(Saved entries)
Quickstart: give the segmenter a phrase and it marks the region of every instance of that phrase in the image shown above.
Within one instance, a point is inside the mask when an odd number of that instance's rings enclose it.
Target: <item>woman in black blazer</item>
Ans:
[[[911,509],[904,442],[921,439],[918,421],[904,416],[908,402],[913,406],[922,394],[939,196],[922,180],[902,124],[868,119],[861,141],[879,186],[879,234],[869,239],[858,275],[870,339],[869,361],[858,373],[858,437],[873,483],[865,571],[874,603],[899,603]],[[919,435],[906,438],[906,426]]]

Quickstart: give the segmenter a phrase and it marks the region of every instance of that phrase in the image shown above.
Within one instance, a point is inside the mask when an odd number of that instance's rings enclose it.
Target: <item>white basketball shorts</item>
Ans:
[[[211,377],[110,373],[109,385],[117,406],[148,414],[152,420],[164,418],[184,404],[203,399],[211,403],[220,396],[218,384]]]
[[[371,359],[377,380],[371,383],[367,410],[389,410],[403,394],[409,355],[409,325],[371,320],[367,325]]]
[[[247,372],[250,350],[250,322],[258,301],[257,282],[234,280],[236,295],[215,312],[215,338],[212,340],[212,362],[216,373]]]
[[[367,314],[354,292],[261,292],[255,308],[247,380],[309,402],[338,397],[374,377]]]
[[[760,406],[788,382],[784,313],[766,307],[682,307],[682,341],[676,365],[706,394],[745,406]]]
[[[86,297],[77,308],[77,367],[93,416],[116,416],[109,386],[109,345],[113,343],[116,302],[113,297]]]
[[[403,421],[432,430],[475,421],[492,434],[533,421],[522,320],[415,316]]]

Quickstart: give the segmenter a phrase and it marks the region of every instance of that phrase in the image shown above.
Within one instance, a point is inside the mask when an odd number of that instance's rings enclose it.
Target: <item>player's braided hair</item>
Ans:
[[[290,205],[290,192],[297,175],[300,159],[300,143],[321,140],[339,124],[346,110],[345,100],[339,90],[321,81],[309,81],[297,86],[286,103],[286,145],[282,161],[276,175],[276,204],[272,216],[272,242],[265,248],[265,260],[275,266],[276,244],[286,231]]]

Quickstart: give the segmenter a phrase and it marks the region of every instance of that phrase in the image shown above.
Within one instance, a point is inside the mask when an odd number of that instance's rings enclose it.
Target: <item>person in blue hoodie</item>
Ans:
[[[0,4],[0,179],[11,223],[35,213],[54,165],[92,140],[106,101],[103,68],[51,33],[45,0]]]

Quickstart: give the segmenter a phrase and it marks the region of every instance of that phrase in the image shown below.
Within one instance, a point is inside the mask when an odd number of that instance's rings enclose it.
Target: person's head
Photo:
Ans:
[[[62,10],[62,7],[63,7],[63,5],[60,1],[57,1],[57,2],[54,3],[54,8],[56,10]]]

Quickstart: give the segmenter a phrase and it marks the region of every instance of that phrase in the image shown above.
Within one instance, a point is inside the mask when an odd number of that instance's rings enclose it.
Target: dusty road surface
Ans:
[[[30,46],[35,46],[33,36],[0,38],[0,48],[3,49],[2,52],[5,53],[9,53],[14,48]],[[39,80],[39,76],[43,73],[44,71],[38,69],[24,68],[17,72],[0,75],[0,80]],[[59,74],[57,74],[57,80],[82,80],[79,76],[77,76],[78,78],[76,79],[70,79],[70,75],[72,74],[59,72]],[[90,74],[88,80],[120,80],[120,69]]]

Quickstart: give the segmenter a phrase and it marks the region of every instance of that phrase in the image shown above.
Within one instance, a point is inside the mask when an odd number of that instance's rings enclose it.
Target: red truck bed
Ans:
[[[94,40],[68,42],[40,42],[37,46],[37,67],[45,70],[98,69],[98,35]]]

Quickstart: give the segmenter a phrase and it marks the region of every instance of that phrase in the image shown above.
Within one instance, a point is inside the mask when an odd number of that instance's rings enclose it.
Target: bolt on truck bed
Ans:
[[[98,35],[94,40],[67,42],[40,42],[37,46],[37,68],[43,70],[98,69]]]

**WHAT THE TASK REQUIRES:** Return the listing above in full, character for character.

**CORRECT RESULT:**
Quickstart: give the segmenter a phrase and it marks the region of every instance of that phrase in the image shown above.
Within one instance, a point is inside the mask when an odd number of that instance's rings enclose it.
Target: <item>woman in black blazer</item>
Ans:
[[[911,509],[904,442],[921,439],[918,421],[904,416],[908,402],[913,406],[922,394],[939,196],[922,180],[902,124],[868,119],[861,141],[879,186],[879,234],[869,239],[858,275],[870,339],[869,361],[858,373],[858,437],[873,483],[865,571],[874,603],[899,603]],[[919,435],[906,438],[906,426]]]

Quickstart: give the segmenter a phrase and it marks the region of every instance of that phrase in the image shown above.
Within one instance, a point is inside the mask when an odd number of that instance's rings enclose it.
Target: <item>white basketball shorts</item>
Ans:
[[[211,377],[110,373],[109,385],[117,406],[148,414],[152,420],[164,418],[184,404],[203,399],[211,403],[220,396],[218,384]]]
[[[371,359],[377,380],[371,383],[367,410],[389,410],[403,394],[409,355],[409,325],[371,320],[367,325]]]
[[[247,372],[250,350],[250,322],[258,301],[257,282],[234,280],[236,295],[215,312],[215,338],[212,340],[212,362],[216,373]]]
[[[367,314],[354,292],[261,292],[255,308],[247,380],[309,402],[338,397],[374,377]]]
[[[760,406],[788,382],[784,313],[766,307],[682,307],[682,341],[676,365],[706,394],[745,406]]]
[[[86,297],[77,308],[77,367],[93,416],[116,416],[109,386],[109,345],[113,343],[116,302],[113,297]]]
[[[403,421],[432,430],[475,421],[492,434],[533,421],[522,320],[415,316]]]

Quickstart: give the segmenter a phrase and it marks the region of every instance of that phrase in the image shown above.
Within one instance, a point is inside the mask when an odd number of that instance's rings enclose it.
Target: <item>player's braided hair</item>
Ans:
[[[290,205],[290,192],[297,175],[300,159],[300,143],[321,140],[339,124],[346,110],[345,100],[339,90],[321,81],[309,81],[297,86],[286,103],[286,145],[282,161],[276,175],[276,204],[272,216],[272,242],[265,248],[265,260],[275,266],[276,244],[286,231]]]

Quickstart: give the segmenter a phrase and it marks the region of every instance of that phrase in the image shown above.
Within one instance, a point is inside the mask when an odd number of that instance's rings enclose it.
Target: <item>person in blue hoodie</item>
Ans:
[[[0,4],[0,179],[11,223],[35,213],[54,165],[92,140],[106,101],[103,68],[51,33],[45,0]]]

Quickstart: give the segmenter a phrase and it marks the region of every instance of that phrase in the image shown below.
Within one instance, a point is inside the mask when an odd number of that instance's rings enclose it.
Target: person's head
Photo:
Ans:
[[[62,10],[62,7],[63,7],[63,5],[60,1],[57,1],[57,2],[54,3],[54,8],[56,10]]]

Quickstart: give the segmenter a phrase and it marks the region of every instance of that phrase in the image shown above.
Within one instance, a point is inside the mask when an odd number of that instance's rings enclose it.
Target: dusty road surface
Ans:
[[[30,46],[35,46],[33,36],[0,38],[0,48],[3,49],[2,52],[5,53],[9,53],[14,48]],[[39,80],[39,76],[43,73],[44,71],[38,69],[24,68],[17,72],[0,75],[0,80]],[[59,74],[57,74],[57,80],[82,80],[79,76],[77,76],[78,78],[76,79],[70,79],[70,75],[72,74],[59,72]],[[90,74],[88,80],[120,80],[120,69]]]

Quickstart: give the segmenter a phrase and it marks the region of every instance of that phrase in the image shown above.
Within one instance, a point is inside the mask when an odd number of that instance's rings enclose it.
Target: red truck bed
Ans:
[[[94,40],[68,42],[40,42],[37,46],[37,67],[45,70],[98,69],[98,35]]]

Quickstart: give the segmenter a phrase and it marks the region of every instance of that phrase in the image shown above.
Within one instance, a point is inside the mask when an odd number of that instance's rings enclose it.
Target: bolt on truck bed
Ans:
[[[98,35],[94,40],[67,42],[40,42],[37,46],[37,68],[43,70],[98,69]]]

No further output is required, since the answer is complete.